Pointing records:
○ ○ ○ ○ ○ ○ ○

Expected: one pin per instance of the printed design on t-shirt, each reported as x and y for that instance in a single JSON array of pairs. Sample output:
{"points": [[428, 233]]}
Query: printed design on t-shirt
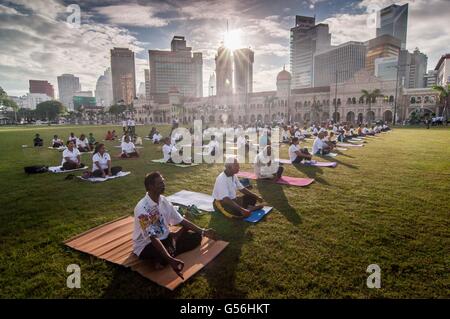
{"points": [[152, 222]]}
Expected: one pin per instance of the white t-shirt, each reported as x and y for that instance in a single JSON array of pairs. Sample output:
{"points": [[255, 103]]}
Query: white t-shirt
{"points": [[167, 149], [127, 147], [226, 186], [153, 219], [317, 145], [72, 155], [102, 161], [83, 143], [292, 149]]}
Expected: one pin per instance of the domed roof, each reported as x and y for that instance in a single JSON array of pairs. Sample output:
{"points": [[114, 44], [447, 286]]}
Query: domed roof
{"points": [[284, 75]]}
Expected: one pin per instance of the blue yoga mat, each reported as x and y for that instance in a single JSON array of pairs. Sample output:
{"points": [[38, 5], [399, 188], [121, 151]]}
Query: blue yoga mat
{"points": [[257, 215]]}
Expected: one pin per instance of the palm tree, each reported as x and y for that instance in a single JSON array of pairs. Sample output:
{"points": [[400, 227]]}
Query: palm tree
{"points": [[444, 96], [371, 97]]}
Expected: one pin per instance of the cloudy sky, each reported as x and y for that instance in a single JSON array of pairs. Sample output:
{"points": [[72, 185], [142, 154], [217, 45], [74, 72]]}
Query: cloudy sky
{"points": [[38, 43]]}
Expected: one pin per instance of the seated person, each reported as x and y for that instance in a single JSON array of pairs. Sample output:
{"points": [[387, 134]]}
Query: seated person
{"points": [[92, 142], [156, 137], [225, 199], [152, 238], [101, 163], [71, 157], [320, 147], [265, 165], [128, 149], [38, 141], [296, 154], [213, 146], [83, 144], [109, 136], [57, 142], [72, 138]]}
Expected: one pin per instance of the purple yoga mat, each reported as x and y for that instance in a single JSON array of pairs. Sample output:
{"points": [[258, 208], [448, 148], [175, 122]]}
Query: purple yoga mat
{"points": [[284, 180], [317, 164]]}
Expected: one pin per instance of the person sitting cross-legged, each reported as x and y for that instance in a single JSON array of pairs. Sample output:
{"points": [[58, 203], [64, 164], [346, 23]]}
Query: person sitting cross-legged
{"points": [[101, 163], [152, 236], [297, 154], [71, 157], [128, 149], [226, 200]]}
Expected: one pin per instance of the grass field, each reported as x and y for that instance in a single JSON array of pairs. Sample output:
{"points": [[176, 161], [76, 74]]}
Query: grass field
{"points": [[387, 204]]}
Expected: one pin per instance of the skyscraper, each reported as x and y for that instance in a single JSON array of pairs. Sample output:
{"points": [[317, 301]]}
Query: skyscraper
{"points": [[224, 71], [243, 70], [68, 84], [339, 63], [103, 89], [123, 75], [306, 39], [178, 68], [44, 87], [394, 22], [381, 47]]}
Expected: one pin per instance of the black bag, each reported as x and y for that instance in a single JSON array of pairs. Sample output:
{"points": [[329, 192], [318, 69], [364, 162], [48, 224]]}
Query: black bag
{"points": [[36, 169]]}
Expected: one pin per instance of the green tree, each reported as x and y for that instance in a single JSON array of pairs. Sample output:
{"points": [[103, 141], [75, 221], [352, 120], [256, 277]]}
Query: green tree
{"points": [[49, 110], [444, 96], [371, 98]]}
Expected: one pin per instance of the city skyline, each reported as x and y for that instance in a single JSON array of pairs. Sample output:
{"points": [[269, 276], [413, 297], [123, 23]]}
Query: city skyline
{"points": [[47, 47]]}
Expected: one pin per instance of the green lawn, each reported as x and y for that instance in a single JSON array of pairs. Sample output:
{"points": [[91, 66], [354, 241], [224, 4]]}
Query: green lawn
{"points": [[387, 204]]}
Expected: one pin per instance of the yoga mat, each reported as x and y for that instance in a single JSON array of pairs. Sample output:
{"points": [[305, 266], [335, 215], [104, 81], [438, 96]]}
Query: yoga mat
{"points": [[113, 242], [314, 163], [284, 180], [257, 215], [161, 161], [186, 198], [101, 179], [58, 169], [349, 145]]}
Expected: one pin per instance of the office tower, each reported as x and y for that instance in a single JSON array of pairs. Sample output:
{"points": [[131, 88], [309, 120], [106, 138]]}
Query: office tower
{"points": [[243, 70], [306, 40], [43, 87], [68, 84], [123, 75], [103, 89], [418, 69], [178, 68], [339, 63], [147, 84], [224, 71], [394, 22], [381, 47]]}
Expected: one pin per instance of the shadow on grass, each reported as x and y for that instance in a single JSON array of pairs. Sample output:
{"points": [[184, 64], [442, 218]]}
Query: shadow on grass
{"points": [[274, 195], [311, 172]]}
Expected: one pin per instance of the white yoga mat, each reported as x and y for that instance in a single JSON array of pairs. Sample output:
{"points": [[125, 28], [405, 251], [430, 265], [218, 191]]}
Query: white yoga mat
{"points": [[101, 179], [186, 198], [58, 169]]}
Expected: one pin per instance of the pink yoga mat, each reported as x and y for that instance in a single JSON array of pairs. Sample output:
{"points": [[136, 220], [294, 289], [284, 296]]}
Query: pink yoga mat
{"points": [[284, 180], [317, 164]]}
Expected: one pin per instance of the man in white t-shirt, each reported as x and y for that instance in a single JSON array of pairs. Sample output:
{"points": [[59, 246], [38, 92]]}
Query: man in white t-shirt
{"points": [[71, 157], [128, 149], [226, 200], [152, 236], [266, 166], [297, 154]]}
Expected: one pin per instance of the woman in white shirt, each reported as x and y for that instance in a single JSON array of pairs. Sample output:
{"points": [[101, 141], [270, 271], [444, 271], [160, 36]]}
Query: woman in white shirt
{"points": [[128, 149], [83, 144], [296, 154], [71, 157], [101, 163], [265, 165]]}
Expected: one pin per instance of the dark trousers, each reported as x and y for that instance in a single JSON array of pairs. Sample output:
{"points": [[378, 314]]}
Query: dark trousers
{"points": [[114, 171], [177, 243]]}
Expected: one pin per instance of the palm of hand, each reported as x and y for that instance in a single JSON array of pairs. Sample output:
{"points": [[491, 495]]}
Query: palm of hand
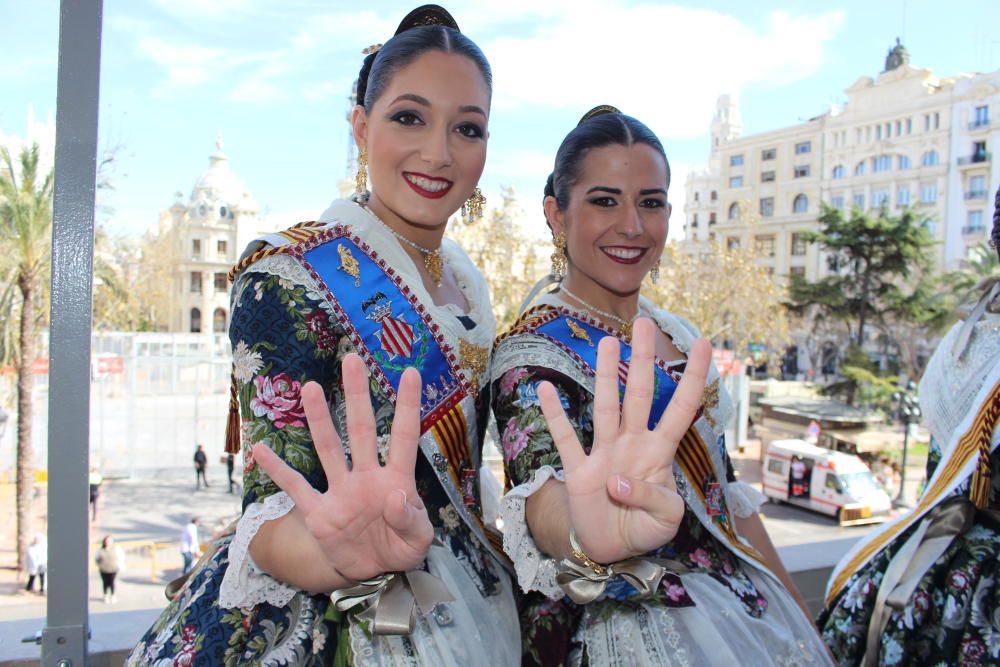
{"points": [[623, 501], [371, 519]]}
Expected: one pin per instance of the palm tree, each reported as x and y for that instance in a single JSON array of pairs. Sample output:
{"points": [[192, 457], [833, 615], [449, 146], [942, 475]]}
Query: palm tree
{"points": [[25, 230]]}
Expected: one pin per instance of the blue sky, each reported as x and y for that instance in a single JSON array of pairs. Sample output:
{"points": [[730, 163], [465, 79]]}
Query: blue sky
{"points": [[272, 76]]}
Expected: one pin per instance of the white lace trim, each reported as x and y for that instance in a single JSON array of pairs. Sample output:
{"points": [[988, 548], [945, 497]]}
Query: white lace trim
{"points": [[535, 570], [745, 499], [244, 584]]}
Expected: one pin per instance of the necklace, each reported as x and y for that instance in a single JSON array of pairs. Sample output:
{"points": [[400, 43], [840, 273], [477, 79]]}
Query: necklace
{"points": [[432, 257], [624, 326]]}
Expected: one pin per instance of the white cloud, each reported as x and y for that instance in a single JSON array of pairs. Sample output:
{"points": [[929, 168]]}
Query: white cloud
{"points": [[663, 64]]}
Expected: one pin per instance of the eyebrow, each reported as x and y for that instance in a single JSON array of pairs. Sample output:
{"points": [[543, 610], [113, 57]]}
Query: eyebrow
{"points": [[472, 108]]}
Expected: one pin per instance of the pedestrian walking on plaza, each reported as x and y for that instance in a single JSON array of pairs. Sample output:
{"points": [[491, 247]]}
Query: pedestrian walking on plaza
{"points": [[110, 560], [230, 467], [200, 463], [95, 480], [37, 563], [190, 545]]}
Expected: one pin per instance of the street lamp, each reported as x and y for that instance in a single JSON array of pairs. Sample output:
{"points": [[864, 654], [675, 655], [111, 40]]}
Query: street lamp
{"points": [[908, 411]]}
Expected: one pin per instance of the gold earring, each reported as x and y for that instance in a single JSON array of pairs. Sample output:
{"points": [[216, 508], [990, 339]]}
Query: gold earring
{"points": [[472, 209], [559, 259], [361, 178]]}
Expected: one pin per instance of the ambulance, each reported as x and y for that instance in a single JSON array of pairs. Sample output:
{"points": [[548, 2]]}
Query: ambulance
{"points": [[823, 480]]}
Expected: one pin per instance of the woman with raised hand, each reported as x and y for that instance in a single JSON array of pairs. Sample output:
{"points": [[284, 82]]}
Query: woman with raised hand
{"points": [[631, 538], [924, 588], [360, 343]]}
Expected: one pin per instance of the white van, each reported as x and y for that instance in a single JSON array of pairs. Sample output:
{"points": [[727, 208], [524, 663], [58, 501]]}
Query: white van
{"points": [[823, 480]]}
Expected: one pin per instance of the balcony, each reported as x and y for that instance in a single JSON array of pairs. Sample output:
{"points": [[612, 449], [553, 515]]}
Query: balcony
{"points": [[975, 158]]}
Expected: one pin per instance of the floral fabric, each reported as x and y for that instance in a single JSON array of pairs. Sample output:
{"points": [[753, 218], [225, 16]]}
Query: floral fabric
{"points": [[283, 336], [953, 616], [550, 628]]}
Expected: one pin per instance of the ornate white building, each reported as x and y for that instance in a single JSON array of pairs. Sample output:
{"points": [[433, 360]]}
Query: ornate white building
{"points": [[207, 235], [904, 138]]}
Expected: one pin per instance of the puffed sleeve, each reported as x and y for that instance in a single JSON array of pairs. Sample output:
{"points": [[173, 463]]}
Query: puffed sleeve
{"points": [[283, 335], [531, 459]]}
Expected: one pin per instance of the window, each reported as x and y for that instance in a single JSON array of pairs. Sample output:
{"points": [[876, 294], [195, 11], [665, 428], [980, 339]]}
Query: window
{"points": [[881, 163], [798, 244], [764, 245], [974, 222], [981, 117], [928, 193], [767, 206], [219, 321]]}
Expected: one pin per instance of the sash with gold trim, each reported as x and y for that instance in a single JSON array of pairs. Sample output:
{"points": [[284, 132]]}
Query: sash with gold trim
{"points": [[966, 457], [392, 330], [577, 336]]}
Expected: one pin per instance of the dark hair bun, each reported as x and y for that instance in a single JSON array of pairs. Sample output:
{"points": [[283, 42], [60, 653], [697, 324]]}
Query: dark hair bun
{"points": [[599, 110], [427, 15]]}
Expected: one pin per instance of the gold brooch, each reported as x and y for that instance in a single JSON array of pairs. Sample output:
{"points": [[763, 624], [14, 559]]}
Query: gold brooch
{"points": [[578, 332], [349, 265], [473, 358]]}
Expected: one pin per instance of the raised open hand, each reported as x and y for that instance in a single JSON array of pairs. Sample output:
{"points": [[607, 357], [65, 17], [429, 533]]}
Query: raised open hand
{"points": [[371, 519], [622, 498]]}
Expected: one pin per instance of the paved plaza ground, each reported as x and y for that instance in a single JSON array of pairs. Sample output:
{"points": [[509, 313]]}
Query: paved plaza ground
{"points": [[153, 507]]}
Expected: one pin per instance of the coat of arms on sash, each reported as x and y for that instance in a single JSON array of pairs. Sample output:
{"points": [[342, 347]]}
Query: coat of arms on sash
{"points": [[396, 336]]}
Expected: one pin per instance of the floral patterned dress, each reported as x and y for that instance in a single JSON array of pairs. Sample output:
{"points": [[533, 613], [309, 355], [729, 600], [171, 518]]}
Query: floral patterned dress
{"points": [[952, 616], [712, 607], [285, 333]]}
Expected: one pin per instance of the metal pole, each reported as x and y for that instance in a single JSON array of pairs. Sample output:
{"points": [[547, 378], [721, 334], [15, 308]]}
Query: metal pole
{"points": [[64, 639]]}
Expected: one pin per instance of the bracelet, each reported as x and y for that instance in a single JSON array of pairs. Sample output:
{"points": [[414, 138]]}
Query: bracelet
{"points": [[582, 558]]}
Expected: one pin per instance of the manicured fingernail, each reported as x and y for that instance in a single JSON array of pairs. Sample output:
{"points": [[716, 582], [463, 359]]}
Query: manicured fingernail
{"points": [[623, 486]]}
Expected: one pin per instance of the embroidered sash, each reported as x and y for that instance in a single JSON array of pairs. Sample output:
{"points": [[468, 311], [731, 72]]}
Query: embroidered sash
{"points": [[577, 336], [392, 331], [966, 457]]}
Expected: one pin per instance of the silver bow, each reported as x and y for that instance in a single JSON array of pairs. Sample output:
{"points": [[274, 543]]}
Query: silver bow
{"points": [[391, 601], [584, 584]]}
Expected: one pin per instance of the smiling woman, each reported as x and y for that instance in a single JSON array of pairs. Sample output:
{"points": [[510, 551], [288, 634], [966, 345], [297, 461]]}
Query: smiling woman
{"points": [[362, 539]]}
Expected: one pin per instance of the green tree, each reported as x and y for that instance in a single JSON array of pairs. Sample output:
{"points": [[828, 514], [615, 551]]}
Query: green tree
{"points": [[25, 229], [881, 278]]}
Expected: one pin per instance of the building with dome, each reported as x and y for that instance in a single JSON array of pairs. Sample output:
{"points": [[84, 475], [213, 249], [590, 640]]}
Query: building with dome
{"points": [[199, 241]]}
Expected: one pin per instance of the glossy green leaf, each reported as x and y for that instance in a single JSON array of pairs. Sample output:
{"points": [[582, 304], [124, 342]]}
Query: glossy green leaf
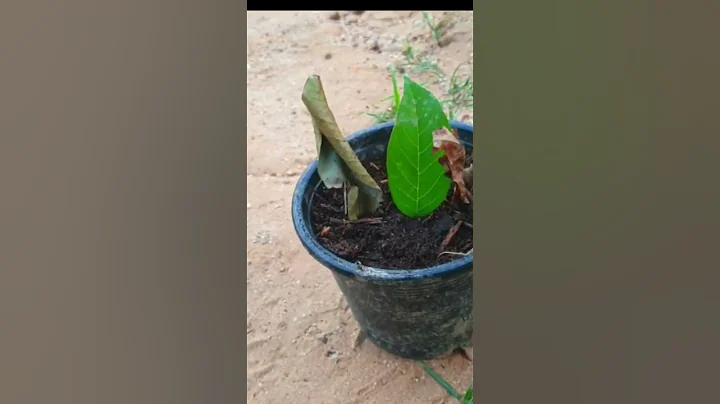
{"points": [[417, 181]]}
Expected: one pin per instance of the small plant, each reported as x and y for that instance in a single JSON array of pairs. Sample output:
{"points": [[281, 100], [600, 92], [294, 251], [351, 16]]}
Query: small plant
{"points": [[422, 149], [462, 398]]}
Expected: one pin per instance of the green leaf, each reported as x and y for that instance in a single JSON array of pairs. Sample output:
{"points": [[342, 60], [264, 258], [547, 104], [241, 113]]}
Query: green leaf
{"points": [[468, 396], [445, 385], [337, 162], [417, 180]]}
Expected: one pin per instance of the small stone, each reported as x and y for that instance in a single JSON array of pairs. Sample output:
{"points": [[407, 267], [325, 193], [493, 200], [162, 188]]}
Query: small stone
{"points": [[373, 45]]}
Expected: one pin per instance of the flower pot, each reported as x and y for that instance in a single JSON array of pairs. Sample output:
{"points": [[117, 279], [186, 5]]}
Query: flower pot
{"points": [[418, 314]]}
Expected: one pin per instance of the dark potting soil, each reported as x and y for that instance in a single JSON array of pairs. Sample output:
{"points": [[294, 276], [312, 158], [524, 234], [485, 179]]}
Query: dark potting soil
{"points": [[390, 239]]}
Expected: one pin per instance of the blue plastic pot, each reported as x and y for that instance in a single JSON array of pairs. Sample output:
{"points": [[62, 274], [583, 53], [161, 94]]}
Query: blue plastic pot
{"points": [[418, 314]]}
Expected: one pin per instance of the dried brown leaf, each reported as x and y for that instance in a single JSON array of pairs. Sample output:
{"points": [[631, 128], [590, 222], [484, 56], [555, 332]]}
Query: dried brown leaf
{"points": [[453, 160]]}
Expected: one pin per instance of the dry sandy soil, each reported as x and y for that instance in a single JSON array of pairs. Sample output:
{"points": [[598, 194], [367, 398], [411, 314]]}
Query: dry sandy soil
{"points": [[300, 332]]}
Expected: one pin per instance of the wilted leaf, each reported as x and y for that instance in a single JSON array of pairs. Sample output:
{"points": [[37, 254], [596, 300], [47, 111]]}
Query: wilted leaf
{"points": [[453, 159], [417, 181], [337, 162]]}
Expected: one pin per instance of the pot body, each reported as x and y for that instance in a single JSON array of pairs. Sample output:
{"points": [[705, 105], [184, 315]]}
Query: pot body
{"points": [[417, 314]]}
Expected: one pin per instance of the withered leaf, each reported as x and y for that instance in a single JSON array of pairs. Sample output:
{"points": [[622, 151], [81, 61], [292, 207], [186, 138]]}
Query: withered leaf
{"points": [[453, 159], [337, 162]]}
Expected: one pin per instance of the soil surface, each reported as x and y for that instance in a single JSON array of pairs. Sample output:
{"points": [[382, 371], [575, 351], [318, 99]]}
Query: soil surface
{"points": [[302, 343], [389, 239]]}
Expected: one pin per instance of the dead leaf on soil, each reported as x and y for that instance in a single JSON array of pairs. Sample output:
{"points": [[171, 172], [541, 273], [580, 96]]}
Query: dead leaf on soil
{"points": [[337, 162], [453, 160]]}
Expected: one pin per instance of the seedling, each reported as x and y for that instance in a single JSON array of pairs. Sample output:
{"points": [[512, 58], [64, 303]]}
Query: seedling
{"points": [[422, 149]]}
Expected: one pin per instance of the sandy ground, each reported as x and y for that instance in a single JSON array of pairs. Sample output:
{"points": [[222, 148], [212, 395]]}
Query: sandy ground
{"points": [[300, 332]]}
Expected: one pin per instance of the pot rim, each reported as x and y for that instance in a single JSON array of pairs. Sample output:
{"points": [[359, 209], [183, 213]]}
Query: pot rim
{"points": [[351, 269]]}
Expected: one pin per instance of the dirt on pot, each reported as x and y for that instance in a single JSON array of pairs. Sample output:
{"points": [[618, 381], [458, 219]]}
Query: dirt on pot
{"points": [[389, 239]]}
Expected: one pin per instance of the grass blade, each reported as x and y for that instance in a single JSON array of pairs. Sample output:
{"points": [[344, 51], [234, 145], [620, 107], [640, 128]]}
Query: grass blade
{"points": [[445, 385]]}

○ ○ ○ ○ ○ ○ ○

* Exercise goal *
Output the line containing "Expected: one pin per instance of the pot rim, each" and all lines after it to the end of the records, exactly as given.

* Task result *
Expected: one pin per instance of the pot rim, each reported as x and y for that instance in a single JSON array of pairs. Sample output:
{"points": [[359, 209], [183, 213]]}
Query: pot rim
{"points": [[351, 269]]}
Expected: one pin per instance of the dirt on pot, each reported as x and y for that instance in a single JSON array of pairs. Sample output:
{"points": [[618, 381], [458, 219]]}
Query: dirt on pot
{"points": [[389, 239]]}
Expected: one pin per instance of the grass blade, each reported as x and y for that instance in a single JSON array of pairs. Sample output:
{"points": [[344, 51], [234, 145], [620, 107], [640, 128]]}
Query: grass blade
{"points": [[445, 385]]}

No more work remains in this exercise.